(Dataset items)
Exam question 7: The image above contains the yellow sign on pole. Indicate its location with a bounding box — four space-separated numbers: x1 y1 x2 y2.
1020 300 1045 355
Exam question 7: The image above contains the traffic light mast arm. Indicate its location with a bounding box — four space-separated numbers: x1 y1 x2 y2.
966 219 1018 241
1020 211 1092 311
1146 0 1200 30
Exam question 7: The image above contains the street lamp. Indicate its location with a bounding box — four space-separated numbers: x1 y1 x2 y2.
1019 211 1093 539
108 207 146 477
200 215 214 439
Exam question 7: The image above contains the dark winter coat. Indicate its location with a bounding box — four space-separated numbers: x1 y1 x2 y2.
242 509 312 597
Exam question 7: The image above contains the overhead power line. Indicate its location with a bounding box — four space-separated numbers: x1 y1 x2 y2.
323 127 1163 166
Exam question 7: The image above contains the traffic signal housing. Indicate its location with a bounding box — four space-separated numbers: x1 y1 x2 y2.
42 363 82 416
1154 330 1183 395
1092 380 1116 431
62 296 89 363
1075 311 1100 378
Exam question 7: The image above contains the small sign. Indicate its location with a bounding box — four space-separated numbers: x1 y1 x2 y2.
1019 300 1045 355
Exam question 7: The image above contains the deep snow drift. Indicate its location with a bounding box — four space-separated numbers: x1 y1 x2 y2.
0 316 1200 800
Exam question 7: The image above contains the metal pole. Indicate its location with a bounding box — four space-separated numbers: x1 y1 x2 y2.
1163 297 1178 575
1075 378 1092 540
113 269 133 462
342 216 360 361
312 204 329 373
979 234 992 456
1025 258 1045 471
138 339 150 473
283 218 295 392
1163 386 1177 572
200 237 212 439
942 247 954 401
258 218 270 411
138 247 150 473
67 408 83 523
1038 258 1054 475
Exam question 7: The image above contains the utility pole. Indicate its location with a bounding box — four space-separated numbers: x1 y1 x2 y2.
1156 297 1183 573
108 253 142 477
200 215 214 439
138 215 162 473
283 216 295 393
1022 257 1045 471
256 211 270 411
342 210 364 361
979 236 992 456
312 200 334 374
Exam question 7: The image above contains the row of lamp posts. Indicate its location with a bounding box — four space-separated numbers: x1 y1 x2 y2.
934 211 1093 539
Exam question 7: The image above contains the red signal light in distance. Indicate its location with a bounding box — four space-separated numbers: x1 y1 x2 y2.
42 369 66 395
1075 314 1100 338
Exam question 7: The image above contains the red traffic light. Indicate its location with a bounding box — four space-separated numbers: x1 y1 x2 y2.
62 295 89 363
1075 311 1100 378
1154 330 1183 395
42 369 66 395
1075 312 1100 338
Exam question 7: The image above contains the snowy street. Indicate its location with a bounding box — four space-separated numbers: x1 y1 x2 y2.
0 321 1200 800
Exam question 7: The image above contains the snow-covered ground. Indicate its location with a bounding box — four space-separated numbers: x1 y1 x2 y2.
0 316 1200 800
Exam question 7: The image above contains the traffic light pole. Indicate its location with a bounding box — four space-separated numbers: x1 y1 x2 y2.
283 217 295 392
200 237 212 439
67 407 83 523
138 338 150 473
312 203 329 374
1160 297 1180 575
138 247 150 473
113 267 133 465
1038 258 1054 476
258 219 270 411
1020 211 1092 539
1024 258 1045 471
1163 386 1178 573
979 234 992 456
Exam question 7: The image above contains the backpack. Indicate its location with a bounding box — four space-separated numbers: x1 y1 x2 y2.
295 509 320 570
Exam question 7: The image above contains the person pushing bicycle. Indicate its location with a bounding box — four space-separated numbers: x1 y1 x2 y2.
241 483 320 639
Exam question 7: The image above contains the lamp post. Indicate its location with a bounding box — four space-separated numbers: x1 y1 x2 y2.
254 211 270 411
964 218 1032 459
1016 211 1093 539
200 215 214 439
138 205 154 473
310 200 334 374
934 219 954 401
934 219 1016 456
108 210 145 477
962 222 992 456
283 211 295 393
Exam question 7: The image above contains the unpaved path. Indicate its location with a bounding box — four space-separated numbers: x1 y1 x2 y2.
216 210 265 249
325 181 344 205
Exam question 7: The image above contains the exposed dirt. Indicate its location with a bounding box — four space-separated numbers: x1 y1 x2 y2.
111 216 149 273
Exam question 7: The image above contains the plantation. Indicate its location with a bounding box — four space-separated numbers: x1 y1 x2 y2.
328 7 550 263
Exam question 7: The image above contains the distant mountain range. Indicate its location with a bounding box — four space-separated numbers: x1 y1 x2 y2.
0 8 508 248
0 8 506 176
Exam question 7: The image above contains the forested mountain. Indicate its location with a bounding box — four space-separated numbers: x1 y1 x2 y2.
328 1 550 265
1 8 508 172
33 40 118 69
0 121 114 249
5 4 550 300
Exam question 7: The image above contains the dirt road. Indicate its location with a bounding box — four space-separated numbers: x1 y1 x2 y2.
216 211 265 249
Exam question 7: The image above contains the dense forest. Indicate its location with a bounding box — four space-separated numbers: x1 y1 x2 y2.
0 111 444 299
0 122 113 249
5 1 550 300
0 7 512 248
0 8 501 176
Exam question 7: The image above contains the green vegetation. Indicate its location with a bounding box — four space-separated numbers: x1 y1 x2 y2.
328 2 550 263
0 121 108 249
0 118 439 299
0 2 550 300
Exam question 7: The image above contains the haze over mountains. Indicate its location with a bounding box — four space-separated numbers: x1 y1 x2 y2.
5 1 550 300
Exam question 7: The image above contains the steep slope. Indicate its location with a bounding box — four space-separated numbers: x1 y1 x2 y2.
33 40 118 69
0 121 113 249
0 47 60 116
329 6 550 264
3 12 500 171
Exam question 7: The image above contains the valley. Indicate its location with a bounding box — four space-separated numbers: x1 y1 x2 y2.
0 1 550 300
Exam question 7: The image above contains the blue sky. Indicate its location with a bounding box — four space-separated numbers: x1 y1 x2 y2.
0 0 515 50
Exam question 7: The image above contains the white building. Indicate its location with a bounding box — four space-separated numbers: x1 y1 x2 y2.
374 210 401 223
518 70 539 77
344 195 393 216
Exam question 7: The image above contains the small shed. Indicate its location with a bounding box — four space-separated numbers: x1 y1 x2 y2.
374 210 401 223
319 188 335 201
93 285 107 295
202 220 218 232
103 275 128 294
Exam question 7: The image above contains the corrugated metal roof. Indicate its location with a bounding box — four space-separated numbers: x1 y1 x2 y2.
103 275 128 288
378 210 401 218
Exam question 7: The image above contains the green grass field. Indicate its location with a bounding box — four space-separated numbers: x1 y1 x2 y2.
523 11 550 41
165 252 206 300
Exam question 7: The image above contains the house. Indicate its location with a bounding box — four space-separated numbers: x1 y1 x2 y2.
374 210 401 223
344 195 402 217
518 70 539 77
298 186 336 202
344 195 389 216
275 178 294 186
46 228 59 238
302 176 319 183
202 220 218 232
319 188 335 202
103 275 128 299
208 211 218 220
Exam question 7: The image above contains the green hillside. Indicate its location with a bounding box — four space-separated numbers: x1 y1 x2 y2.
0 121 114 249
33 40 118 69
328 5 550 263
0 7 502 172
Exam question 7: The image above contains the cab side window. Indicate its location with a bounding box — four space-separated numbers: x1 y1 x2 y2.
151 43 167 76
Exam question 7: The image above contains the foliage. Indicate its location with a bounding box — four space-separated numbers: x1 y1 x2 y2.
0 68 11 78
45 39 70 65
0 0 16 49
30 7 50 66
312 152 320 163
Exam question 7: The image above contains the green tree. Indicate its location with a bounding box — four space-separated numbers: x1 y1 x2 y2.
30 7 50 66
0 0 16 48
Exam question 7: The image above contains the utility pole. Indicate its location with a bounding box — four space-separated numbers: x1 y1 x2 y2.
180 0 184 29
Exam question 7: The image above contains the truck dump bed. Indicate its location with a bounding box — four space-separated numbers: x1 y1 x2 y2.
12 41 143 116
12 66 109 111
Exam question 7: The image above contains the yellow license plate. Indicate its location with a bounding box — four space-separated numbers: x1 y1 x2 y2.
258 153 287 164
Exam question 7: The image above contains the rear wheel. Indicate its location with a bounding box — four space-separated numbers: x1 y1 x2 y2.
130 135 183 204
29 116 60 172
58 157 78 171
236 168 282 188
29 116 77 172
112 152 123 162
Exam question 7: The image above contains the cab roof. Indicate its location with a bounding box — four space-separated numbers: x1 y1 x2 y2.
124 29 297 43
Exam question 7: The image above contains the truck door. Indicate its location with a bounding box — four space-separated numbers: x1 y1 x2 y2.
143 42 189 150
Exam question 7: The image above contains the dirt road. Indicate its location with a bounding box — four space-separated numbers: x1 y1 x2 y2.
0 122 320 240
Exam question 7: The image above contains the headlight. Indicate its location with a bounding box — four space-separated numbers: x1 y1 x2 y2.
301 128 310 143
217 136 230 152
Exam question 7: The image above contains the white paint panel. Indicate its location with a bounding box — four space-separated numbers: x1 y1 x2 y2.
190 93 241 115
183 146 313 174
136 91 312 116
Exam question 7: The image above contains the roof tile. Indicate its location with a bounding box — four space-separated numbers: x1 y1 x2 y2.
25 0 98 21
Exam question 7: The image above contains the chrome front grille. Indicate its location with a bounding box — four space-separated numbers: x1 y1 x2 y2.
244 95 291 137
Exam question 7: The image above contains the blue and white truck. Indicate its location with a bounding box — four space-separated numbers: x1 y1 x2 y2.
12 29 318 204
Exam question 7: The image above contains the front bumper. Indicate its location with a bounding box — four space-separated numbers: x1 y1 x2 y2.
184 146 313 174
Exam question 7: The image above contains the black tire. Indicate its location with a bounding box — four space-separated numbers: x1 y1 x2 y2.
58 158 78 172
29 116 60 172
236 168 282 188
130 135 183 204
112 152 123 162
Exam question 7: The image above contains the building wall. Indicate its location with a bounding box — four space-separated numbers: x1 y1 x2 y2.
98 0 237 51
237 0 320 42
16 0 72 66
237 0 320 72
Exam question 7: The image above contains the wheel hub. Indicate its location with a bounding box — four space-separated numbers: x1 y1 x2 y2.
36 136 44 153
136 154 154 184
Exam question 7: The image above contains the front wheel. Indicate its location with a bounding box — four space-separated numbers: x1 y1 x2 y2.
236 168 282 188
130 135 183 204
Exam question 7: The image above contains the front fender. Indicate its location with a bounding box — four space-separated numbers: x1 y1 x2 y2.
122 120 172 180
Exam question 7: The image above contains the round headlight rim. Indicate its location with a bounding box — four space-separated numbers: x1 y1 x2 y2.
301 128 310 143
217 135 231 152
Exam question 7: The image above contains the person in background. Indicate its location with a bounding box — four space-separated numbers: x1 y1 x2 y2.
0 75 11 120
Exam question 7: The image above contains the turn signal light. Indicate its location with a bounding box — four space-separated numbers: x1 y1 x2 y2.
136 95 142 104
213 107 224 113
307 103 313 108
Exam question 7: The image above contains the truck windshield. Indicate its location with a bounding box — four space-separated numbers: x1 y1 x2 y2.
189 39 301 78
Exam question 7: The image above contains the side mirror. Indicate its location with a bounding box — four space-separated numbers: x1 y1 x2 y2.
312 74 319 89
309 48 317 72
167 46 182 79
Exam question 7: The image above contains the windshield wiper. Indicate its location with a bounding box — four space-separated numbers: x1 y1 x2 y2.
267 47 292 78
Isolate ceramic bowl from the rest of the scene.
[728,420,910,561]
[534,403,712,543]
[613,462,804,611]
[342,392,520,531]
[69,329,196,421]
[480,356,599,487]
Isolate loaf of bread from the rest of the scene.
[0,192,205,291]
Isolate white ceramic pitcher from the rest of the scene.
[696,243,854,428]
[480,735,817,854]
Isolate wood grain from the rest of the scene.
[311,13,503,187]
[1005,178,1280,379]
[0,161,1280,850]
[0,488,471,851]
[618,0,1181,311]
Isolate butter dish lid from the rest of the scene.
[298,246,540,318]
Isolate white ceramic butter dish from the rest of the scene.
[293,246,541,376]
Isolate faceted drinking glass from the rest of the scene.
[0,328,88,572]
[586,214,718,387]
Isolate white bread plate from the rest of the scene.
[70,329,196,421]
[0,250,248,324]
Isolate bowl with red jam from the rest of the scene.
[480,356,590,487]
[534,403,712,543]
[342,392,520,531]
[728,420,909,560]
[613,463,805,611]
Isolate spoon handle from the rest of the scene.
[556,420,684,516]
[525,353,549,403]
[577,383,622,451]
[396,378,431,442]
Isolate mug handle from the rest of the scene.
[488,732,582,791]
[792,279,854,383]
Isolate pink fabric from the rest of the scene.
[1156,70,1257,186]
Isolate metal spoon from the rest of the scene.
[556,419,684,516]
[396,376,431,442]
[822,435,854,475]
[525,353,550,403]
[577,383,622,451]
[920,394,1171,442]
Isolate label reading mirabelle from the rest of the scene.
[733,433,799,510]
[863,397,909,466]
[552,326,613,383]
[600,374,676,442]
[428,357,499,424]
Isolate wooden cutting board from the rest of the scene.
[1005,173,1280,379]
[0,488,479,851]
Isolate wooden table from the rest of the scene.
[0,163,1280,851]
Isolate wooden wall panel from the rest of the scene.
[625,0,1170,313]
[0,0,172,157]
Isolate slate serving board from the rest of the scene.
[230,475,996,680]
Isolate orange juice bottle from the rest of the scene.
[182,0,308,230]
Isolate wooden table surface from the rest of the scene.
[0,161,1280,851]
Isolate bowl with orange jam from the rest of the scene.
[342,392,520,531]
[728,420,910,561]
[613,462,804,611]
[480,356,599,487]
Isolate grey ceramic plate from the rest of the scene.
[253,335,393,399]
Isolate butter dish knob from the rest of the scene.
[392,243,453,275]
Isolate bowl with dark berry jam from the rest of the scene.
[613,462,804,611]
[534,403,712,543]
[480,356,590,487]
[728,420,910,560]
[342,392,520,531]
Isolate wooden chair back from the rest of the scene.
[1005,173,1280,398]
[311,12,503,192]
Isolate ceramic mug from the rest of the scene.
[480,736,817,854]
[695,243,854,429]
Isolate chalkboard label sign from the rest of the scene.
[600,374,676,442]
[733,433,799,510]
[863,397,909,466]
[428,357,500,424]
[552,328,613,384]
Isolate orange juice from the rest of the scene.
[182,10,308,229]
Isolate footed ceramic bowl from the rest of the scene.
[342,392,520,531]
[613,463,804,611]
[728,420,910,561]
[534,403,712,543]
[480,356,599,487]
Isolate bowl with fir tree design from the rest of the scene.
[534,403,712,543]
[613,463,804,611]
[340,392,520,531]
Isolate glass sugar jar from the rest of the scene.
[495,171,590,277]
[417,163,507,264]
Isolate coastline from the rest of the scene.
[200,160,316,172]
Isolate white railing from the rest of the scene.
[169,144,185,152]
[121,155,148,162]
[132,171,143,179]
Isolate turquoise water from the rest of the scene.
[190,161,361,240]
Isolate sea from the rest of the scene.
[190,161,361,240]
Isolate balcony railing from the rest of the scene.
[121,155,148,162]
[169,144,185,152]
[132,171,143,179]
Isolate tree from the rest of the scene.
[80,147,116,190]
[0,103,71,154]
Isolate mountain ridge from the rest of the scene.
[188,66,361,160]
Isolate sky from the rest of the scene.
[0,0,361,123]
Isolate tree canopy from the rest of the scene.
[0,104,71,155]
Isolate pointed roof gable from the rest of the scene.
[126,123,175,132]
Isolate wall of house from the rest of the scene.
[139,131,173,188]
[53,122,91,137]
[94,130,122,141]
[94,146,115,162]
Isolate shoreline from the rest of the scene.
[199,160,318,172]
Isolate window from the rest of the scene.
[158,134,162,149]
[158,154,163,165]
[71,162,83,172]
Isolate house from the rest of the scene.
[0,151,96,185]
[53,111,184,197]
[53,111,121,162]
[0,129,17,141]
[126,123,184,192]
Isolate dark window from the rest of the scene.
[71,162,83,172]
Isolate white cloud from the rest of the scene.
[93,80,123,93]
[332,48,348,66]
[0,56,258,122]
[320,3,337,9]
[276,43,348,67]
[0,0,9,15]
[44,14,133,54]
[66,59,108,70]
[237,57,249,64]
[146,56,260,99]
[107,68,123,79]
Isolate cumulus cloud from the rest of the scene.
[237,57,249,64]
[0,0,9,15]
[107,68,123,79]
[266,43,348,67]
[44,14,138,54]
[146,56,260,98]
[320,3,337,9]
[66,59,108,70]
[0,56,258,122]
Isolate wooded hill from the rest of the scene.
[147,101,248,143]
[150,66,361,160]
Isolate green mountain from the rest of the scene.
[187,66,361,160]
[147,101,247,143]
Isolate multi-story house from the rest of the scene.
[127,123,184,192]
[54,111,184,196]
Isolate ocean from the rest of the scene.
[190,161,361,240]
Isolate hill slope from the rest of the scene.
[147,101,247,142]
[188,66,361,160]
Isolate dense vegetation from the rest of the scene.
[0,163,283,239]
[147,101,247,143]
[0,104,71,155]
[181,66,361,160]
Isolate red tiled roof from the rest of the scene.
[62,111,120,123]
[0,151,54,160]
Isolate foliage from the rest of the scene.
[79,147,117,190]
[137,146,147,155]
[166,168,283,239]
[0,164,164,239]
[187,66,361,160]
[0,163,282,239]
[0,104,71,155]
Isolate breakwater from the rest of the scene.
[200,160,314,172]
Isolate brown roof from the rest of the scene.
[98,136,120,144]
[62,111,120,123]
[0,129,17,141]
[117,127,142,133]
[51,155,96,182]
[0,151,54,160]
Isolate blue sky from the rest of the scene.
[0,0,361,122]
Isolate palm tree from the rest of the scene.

WHAT IS REQUIRED
Reproduce only the lines starting at "Exam question 7: The image above contains the snow-covered" and ending at "283 211 295 393", substituting "rucksack" for "backpack" and keeping everything else unchanged.

RESPONSE TO THE EXERCISE
Exam question 7: The image above contains the snow-covered ground. Indicate its location with a bounding box — four space-separated numbers: x1 y1 x2 y2.
0 316 1200 800
Exam question 7: The image above contains the traffic light pole. Indicate its location with a bounding box — four space-separated numbers: x1 y1 x2 y2.
283 217 295 392
200 237 212 439
67 407 83 523
138 338 150 473
312 203 329 374
1160 297 1180 575
138 247 150 473
113 267 133 465
1038 258 1054 476
258 219 270 411
1020 211 1092 539
1024 258 1045 471
1163 386 1178 573
979 234 992 456
Exam question 7: The image above contains the rucksack. Indicate its location with a bounding box — four space-separated numbers: x1 y1 x2 y2.
295 509 320 570
Exam question 7: The image above contains the person pushing bicycle. Indicate its location with a bounding box — four space-separated numbers: x1 y1 x2 y2.
241 483 320 639
Exam question 7: The image above contains the lamp post. Indicate its location with a bounding box — four space-separated numbers: x1 y1 x2 y2.
254 211 270 411
964 218 1032 459
1016 211 1093 539
200 215 214 439
138 205 154 473
310 200 334 374
934 219 954 401
934 219 1016 456
108 210 145 477
962 222 992 456
283 211 295 393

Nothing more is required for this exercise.